• [Input]:
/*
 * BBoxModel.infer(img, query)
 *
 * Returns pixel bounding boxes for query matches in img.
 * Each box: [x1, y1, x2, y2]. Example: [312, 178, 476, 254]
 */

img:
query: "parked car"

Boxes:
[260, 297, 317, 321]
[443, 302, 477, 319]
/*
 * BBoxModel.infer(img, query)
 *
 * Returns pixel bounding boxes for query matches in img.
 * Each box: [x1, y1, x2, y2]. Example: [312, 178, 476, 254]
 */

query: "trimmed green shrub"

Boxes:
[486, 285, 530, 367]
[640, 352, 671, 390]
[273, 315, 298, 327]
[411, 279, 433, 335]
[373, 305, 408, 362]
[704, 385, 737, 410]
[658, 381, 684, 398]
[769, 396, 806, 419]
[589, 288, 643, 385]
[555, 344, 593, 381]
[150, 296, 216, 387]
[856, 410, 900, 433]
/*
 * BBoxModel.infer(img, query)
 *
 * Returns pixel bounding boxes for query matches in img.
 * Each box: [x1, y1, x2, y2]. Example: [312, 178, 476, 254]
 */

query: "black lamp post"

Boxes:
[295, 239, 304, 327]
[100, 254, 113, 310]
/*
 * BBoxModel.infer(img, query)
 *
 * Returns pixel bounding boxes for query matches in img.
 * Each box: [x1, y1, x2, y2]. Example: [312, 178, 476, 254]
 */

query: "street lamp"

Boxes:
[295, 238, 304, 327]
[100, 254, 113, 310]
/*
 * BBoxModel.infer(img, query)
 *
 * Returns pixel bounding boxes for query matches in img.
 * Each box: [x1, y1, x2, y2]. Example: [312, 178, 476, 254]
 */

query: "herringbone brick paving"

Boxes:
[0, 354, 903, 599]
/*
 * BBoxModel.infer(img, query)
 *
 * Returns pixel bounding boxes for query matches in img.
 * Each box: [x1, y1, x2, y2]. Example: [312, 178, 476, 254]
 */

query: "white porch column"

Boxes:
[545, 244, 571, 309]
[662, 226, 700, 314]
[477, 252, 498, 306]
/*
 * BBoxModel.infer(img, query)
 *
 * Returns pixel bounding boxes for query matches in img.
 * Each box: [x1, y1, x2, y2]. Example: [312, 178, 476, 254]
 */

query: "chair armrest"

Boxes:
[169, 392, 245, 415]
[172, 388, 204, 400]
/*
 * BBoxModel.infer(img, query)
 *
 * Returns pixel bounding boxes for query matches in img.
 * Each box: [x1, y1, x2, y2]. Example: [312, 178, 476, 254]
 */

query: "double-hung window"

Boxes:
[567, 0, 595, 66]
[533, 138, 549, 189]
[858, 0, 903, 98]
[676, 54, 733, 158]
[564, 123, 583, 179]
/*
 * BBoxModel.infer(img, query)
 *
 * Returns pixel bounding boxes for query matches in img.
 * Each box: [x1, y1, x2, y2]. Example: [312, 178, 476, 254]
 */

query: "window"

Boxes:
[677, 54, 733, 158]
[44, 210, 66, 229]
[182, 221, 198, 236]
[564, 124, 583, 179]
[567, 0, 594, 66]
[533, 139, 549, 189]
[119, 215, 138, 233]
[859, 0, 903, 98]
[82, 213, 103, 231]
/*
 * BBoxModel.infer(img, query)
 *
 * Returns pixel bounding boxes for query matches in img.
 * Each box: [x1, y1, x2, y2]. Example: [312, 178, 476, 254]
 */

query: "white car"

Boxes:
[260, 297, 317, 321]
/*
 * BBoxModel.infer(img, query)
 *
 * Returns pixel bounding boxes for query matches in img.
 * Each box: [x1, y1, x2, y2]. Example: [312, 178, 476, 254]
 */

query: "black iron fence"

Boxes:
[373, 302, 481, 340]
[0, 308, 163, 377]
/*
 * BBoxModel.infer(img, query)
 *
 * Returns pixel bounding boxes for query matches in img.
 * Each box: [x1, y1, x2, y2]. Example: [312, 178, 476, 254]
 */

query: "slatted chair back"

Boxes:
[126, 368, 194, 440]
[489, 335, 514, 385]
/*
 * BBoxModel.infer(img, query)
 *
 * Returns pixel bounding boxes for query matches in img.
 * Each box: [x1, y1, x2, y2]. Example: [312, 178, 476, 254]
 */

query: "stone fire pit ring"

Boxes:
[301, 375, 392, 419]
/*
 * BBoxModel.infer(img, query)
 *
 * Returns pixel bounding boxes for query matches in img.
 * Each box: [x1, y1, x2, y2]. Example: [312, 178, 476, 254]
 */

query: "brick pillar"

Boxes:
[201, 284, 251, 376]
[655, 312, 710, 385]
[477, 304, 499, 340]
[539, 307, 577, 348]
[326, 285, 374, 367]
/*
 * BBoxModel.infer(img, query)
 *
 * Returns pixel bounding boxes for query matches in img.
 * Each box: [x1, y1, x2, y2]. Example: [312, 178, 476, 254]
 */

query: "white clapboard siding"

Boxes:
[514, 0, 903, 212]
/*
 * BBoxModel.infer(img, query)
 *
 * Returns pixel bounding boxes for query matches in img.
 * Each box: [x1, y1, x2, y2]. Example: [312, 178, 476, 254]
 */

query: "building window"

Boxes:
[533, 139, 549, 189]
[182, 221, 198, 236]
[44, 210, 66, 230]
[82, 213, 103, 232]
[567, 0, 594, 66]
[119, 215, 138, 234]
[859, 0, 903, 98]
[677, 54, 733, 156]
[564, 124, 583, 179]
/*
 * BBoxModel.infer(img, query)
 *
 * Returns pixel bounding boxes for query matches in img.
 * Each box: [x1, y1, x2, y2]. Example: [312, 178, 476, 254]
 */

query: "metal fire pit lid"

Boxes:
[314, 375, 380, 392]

• [What is needed]:
Reproduce all of the entries above in full, renaming every occurrence of "BBoxModel" to "RegionFinder" and leaving everything else unchanged.

• [Written response]:
/*
 * RegionFinder.infer(img, query)
 *
 * Returns pixel bounding boxes for query matches in img.
 * Each box: [x1, y1, x2, y2]. Example: [312, 178, 476, 254]
 */

img:
query: "parked car"

Boxes:
[260, 297, 317, 321]
[443, 302, 477, 319]
/*
 * RegionFinder.infer(img, query)
 *
 * Returns pixel bounding boxes for query matches in img.
 * Each box: [x1, y1, x2, y2]. Example: [312, 178, 476, 254]
 */

query: "trimmed green shrub"

Boxes:
[486, 285, 530, 367]
[640, 352, 671, 390]
[273, 315, 298, 327]
[411, 279, 433, 335]
[373, 305, 408, 362]
[704, 385, 737, 410]
[658, 381, 684, 398]
[769, 396, 806, 419]
[589, 288, 643, 385]
[555, 344, 593, 381]
[150, 296, 216, 387]
[856, 410, 900, 433]
/*
 * RegionFinder.infer(img, query)
 *
 * Returns pixel bounding boxes for query matches in img.
 * Each box: [x1, y1, x2, y2]. Example: [312, 178, 476, 254]
 */

query: "black lamp post"

Boxes:
[295, 239, 304, 327]
[100, 254, 113, 310]
/*
 * RegionFinder.infer(img, query)
 *
 * Returns pixel bounding boxes for query matches in img.
 * Each box: [x1, y1, x2, y2]. Example: [312, 178, 476, 254]
 */

query: "street lamp"

Boxes:
[295, 238, 304, 327]
[100, 254, 113, 310]
/*
 * RegionFinder.infer(img, query)
 *
 * Returns pixel bounding boxes for query matches in img.
 * Each box: [x1, y1, x2, y2]. Example: [312, 178, 476, 254]
 */

query: "herringbone brick paving"

Boxes:
[0, 354, 903, 599]
/*
 * RegionFinder.infer(img, query)
 *
 * Returns pixel bounding boxes for query matches in img.
 * Each box: [x1, y1, x2, y2]. Example: [312, 178, 476, 254]
 */

query: "white porch column"

Boxes:
[545, 244, 571, 309]
[662, 226, 700, 314]
[477, 252, 498, 306]
/*
 * RegionFinder.infer(img, query)
 *
 * Returns pixel bounding boxes for query matches in img.
 * Each box: [x1, y1, x2, y2]. Example: [312, 178, 476, 254]
 */

query: "chair armrest"

Boxes:
[169, 392, 245, 415]
[172, 388, 204, 400]
/*
 * RegionFinder.infer(img, query)
 *
 * Returns pixel bounding boxes for query matches in img.
 * Each box: [x1, y1, x2, y2]. Example: [312, 178, 476, 254]
 */

query: "double-hung window"

Boxes:
[567, 0, 595, 66]
[533, 138, 549, 189]
[858, 0, 903, 98]
[676, 54, 733, 158]
[564, 123, 583, 179]
/*
 * RegionFinder.infer(img, query)
 *
 * Returns pixel bounding boxes for query matches in img.
 * Each box: [x1, y1, x2, y2]. Example: [312, 178, 476, 254]
 */

query: "window"

Boxes:
[677, 54, 733, 158]
[44, 210, 66, 229]
[182, 221, 198, 236]
[564, 124, 583, 179]
[567, 0, 594, 66]
[533, 139, 549, 189]
[119, 215, 138, 233]
[859, 0, 903, 98]
[82, 213, 103, 231]
/*
 * RegionFinder.infer(img, query)
 *
 * Returns pixel bounding boxes for query matches in img.
 * Each box: [x1, y1, x2, y2]. Example: [312, 178, 476, 254]
 */

query: "white car"

Boxes:
[260, 297, 317, 321]
/*
 * RegionFinder.infer(img, query)
 *
 * Returns pixel bounding boxes for query matches in img.
 * Each box: [x1, y1, x2, y2]. Example: [312, 178, 476, 254]
 */

query: "black iron fence"

Boxes:
[373, 302, 481, 340]
[0, 308, 163, 377]
/*
 * RegionFinder.infer(img, query)
 *
 * Returns pixel bounding boxes for query matches in img.
 * Each box: [x1, y1, x2, y2]. Example: [312, 178, 476, 254]
 */

query: "slatted chair back"

Boxes:
[126, 368, 194, 440]
[489, 335, 514, 385]
/*
 * RegionFinder.infer(img, query)
 *
 * Returns pixel bounding boxes for query matches in img.
 * Each box: [x1, y1, x2, y2]. Example: [312, 178, 476, 254]
 */

query: "stone fire pit ring"

Boxes:
[301, 375, 392, 419]
/*
 * RegionFinder.infer(img, query)
 *
 * Returns pixel bounding boxes for query matches in img.
 * Each box: [x1, y1, x2, y2]. Example: [312, 178, 476, 254]
 */

query: "brick pillar"

Boxes:
[201, 284, 251, 376]
[655, 312, 710, 385]
[477, 304, 499, 340]
[539, 307, 577, 348]
[326, 285, 374, 367]
/*
 * RegionFinder.infer(img, query)
 *
 * Returns pixel bounding boxes for query matches in img.
 * Each box: [x1, y1, x2, y2]. Example: [312, 178, 476, 254]
 */

query: "white clapboard siding"

Boxes:
[514, 0, 903, 212]
/*
 * RegionFinder.infer(img, query)
 *
 * Returns pixel bounding boxes for query matches in img.
 * Each box: [x1, y1, x2, y2]. Example: [312, 178, 476, 254]
 */

query: "building window"

Boxes:
[533, 139, 549, 189]
[182, 221, 198, 236]
[44, 210, 66, 230]
[82, 213, 103, 232]
[567, 0, 594, 66]
[119, 215, 138, 234]
[859, 0, 903, 98]
[677, 54, 733, 156]
[564, 124, 583, 179]
/*
 * RegionFinder.infer(img, query)
 *
 * Returns pixel bounding boxes for query matches in img.
 * Each box: [x1, y1, x2, y2]. Example: [312, 178, 476, 254]
 */

query: "metal fire pit lid"

Boxes:
[314, 375, 380, 392]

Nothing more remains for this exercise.